Set problem 1:
What are all the per-pound coffee prices stated in the coffee blend thread?

* Begin Passage shown *

Question

A coffee merchant combines coffee that costs $6 per pound with coffee that costs $3.40 per pound. How many pounds of each should be used to make 26 lb of a blend costing $5.25 per pound?

Answer 1

Solve the linear equation 6p + 3.40(1 - p) = 5.25. p represents the proportion of the coffee that is of the expensive kind.

Answer 2

(You should get p = 71.2 %.)

Answer 3

how did you get this part ? = (1-p) 1?

Answer 4

@JoelSjogren

Answer 5

Which part?

Answer 6

1-p

Answer 7

We want everything in the mixture to be of either kind. Thus the sum of p and what's in parentheses should be 100 % = 1. That's only possible if what's in the parentheses is 1 - p: p + (1 - p) = 1 = 100 %.

Answer 8

Hey! I just came up with an alternative explanation which does not involve proportions. Would you like to hear?

Answer 9

Please!

Answer 10

@JoelSjogren

Answer 11

You need to write two expressions telling the price of 26 lb mixed coffee and then equate them. First, the price is 26 lb * $5.25 / lb = $136.5. Clear?

Answer 12

ok @JoelSjogren

Answer 13

Now suppose you use m pounds of the expensive coffee. How much is left for the cheap coffee? 26 - m pounds.

The price of the expensive coffee is thus m * $6, and the price of the cheap coffee is (26 - m) * $3.40.

In total, the price is $ m * 6 + (26 - m) * 3.40.

Answer 14

So there is your equation. $136.5 = $ m * 6 + (26 - m) * 3.40

Answer 15

(You should get m = 18.5.)

* End Passage shown *

Set problem 2:
Can you reproduce the listing from the line containing "Each instance receives one keypoint. Mark the white door" through the end of the listing, with both ends included?

* Begin Available data *

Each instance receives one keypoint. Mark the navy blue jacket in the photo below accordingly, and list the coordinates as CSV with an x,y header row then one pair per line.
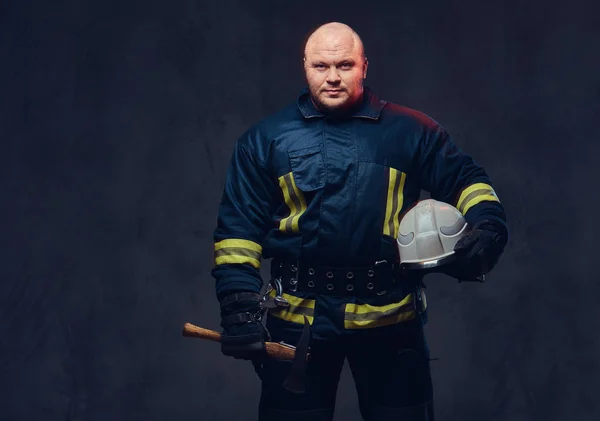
x,y
303,185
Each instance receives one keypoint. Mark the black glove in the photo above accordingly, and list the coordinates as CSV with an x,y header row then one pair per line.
x,y
479,250
244,335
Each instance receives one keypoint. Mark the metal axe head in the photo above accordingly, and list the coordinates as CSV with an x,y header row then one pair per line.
x,y
296,379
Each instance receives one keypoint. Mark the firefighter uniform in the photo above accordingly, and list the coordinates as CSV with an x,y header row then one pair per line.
x,y
322,196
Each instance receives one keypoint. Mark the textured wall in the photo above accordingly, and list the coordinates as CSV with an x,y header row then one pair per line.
x,y
116,124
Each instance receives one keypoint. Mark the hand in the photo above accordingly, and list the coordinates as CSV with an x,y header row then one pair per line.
x,y
244,335
479,250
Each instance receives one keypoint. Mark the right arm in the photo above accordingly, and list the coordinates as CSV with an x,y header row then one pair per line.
x,y
244,219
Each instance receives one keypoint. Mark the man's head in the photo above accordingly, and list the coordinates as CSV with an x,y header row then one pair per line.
x,y
335,67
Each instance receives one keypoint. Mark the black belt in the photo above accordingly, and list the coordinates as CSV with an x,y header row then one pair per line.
x,y
372,280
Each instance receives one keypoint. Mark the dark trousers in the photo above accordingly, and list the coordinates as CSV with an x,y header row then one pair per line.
x,y
390,367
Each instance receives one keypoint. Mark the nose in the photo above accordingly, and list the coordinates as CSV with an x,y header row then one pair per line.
x,y
333,77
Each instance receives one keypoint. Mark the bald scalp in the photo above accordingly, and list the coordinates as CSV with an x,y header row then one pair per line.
x,y
333,33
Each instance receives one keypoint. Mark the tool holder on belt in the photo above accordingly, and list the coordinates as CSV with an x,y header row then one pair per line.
x,y
373,280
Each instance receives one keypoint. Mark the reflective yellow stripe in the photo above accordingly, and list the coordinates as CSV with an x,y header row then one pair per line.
x,y
298,308
295,201
395,200
364,316
237,250
475,194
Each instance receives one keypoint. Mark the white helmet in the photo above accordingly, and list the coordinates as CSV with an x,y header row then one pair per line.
x,y
428,233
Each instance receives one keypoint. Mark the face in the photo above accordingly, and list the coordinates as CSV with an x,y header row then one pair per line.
x,y
335,70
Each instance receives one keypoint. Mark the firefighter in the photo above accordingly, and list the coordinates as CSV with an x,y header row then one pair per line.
x,y
319,188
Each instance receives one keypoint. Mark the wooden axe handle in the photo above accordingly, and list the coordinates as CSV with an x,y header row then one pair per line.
x,y
273,349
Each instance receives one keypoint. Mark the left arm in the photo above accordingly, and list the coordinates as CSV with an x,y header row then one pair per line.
x,y
453,177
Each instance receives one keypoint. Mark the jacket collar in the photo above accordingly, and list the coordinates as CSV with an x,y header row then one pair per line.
x,y
370,107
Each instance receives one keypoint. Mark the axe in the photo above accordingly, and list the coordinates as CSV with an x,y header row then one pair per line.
x,y
295,382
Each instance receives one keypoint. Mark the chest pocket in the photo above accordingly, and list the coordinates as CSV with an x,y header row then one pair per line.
x,y
308,168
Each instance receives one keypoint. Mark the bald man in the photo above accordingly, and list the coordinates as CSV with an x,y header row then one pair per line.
x,y
319,188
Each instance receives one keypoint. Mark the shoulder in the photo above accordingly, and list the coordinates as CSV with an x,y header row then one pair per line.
x,y
400,113
397,114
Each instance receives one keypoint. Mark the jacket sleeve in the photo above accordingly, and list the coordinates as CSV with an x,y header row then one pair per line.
x,y
452,176
243,221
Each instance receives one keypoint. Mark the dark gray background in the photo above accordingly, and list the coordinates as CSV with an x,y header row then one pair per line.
x,y
117,120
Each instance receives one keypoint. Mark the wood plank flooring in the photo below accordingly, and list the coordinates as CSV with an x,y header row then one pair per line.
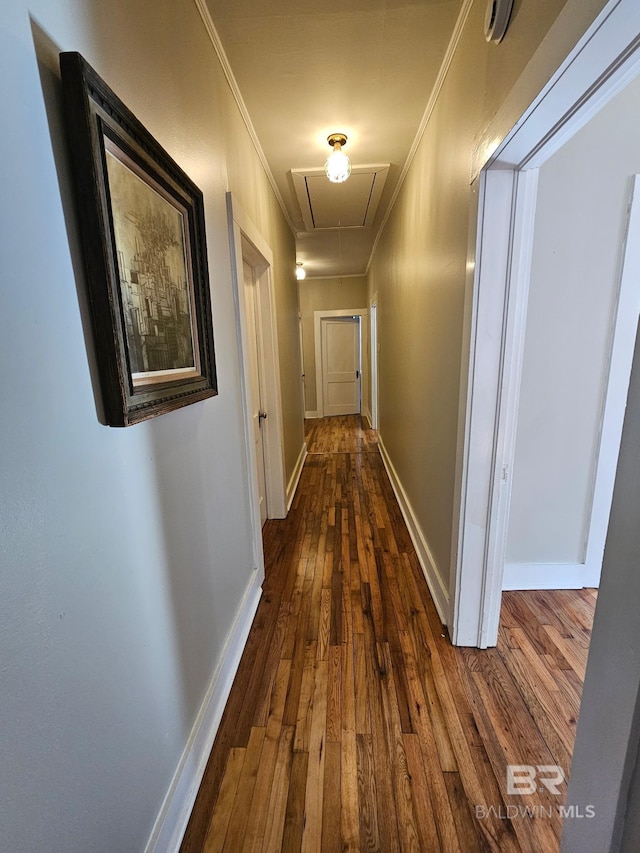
x,y
353,723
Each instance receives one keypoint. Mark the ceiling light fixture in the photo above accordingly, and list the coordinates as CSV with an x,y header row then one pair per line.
x,y
338,166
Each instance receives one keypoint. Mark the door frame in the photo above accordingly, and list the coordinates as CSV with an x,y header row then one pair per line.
x,y
247,244
373,362
505,186
318,316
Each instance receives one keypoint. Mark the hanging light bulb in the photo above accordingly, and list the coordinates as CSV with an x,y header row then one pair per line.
x,y
338,166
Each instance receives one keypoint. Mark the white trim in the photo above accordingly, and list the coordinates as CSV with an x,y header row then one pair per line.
x,y
295,476
625,324
174,814
246,240
592,74
329,277
482,380
426,559
543,576
209,26
426,117
318,316
513,336
374,385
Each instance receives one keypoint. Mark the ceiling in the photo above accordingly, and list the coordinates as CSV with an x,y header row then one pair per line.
x,y
305,69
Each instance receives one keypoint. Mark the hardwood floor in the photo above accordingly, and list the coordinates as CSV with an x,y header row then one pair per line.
x,y
353,723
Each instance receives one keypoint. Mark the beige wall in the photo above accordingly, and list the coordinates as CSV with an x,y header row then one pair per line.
x,y
328,294
419,267
126,553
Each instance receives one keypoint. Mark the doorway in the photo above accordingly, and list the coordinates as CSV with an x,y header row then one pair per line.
x,y
256,377
505,190
341,365
357,363
256,333
373,333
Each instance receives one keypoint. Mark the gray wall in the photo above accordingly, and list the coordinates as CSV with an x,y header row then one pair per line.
x,y
125,554
583,197
606,747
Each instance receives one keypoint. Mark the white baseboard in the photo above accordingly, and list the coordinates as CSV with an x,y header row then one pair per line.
x,y
438,590
295,477
173,818
543,576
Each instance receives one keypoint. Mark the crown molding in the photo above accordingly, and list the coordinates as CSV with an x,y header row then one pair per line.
x,y
207,20
426,117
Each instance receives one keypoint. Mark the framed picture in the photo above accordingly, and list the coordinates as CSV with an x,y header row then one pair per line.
x,y
141,223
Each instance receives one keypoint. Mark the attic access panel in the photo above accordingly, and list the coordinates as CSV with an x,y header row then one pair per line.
x,y
352,204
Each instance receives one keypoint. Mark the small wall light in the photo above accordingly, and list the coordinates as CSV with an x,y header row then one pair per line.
x,y
338,166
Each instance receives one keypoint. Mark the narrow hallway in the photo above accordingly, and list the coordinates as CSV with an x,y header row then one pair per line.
x,y
353,723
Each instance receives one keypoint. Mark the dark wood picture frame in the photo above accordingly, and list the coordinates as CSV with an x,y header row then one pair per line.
x,y
141,222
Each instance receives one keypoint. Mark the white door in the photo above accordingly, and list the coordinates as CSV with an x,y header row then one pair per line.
x,y
252,297
341,365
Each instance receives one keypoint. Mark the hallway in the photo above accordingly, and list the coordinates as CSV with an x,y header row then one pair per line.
x,y
353,723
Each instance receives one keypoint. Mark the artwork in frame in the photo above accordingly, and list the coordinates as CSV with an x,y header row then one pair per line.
x,y
141,222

* End Available data *

Complete answer 1:
$6, $3.40, and $5.25

Complete answer 2:
Each instance receives one keypoint. Mark the white door in the photo above accordingly, and list the coordinates as CSV with an x,y header row then one pair per line.
x,y
252,297
341,365
Each instance receives one keypoint. Mark the hallway in the photo above accordingly, and list the coordinates as CSV with an x,y header row then one pair per line.
x,y
353,723
Each instance receives one keypoint. Mark the artwork in frame in the photo above accordingly, and list the coordinates as CSV with an x,y header row then one pair per line.
x,y
141,222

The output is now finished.